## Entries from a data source
——————

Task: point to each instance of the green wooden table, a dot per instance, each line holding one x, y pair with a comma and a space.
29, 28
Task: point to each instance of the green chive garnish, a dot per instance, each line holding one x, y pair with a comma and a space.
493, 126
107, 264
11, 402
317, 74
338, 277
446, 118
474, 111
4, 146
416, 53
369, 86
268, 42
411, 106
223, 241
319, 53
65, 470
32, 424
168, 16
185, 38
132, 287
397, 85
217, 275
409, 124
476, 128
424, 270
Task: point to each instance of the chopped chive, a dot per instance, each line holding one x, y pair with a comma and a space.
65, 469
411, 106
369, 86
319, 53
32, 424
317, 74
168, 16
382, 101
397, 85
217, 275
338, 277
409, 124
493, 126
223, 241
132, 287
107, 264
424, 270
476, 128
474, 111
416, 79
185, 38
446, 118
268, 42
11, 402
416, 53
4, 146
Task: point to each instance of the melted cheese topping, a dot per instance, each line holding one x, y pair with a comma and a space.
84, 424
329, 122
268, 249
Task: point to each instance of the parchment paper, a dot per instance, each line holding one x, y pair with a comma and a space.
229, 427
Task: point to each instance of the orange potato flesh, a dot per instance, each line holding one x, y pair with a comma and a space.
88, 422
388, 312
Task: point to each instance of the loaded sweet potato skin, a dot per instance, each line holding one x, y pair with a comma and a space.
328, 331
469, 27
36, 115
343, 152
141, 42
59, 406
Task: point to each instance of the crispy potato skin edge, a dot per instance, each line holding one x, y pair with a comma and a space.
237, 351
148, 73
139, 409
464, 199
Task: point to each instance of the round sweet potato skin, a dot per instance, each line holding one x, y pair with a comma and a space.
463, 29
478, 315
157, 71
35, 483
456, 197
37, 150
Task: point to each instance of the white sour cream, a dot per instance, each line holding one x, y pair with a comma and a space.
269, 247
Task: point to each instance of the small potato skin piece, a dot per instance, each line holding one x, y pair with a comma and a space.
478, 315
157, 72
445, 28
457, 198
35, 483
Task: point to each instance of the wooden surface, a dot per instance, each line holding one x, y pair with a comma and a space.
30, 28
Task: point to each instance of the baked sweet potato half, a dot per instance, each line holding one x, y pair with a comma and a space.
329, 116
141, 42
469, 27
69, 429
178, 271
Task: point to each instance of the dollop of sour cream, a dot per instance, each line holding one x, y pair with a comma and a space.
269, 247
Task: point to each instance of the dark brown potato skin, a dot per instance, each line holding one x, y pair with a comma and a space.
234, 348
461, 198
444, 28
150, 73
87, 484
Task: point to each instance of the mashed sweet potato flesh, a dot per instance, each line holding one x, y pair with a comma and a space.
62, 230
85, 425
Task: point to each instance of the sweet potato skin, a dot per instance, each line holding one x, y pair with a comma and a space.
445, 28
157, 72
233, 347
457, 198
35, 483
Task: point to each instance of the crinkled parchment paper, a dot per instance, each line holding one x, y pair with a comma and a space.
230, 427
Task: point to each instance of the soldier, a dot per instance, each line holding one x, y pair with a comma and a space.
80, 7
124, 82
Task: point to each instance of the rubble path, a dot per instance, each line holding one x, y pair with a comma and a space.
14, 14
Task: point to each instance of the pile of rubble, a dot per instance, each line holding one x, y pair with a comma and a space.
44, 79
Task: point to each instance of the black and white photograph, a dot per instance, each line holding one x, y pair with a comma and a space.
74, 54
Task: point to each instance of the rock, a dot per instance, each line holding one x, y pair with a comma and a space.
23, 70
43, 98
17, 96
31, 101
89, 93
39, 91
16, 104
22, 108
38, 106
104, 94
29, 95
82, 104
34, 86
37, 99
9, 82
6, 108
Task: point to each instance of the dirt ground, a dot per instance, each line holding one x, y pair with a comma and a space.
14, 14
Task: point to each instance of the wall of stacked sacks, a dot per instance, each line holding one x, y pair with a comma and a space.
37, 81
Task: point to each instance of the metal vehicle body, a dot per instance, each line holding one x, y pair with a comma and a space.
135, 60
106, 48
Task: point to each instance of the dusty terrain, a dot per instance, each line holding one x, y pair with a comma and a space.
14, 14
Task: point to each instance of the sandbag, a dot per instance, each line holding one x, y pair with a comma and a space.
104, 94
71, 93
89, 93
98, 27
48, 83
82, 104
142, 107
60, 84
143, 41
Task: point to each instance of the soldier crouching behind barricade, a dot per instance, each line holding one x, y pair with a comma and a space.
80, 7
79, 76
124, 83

——————

## Objective
Copy out, word for word, the lines above from the one containing "Task: point to each instance of the sandbag, a" through the last line, including both ends.

## Written answer
Task: point to each instance of the sandbag, a dot per instance, each line holding one x, y pair with a comma and a space.
104, 94
71, 93
89, 93
98, 27
48, 83
82, 104
142, 107
60, 84
143, 41
Task: point to each instance of the soldier crouching behind barricade, a dot per instance, each line holding one x, y pair with a comma and a space.
80, 7
79, 76
124, 83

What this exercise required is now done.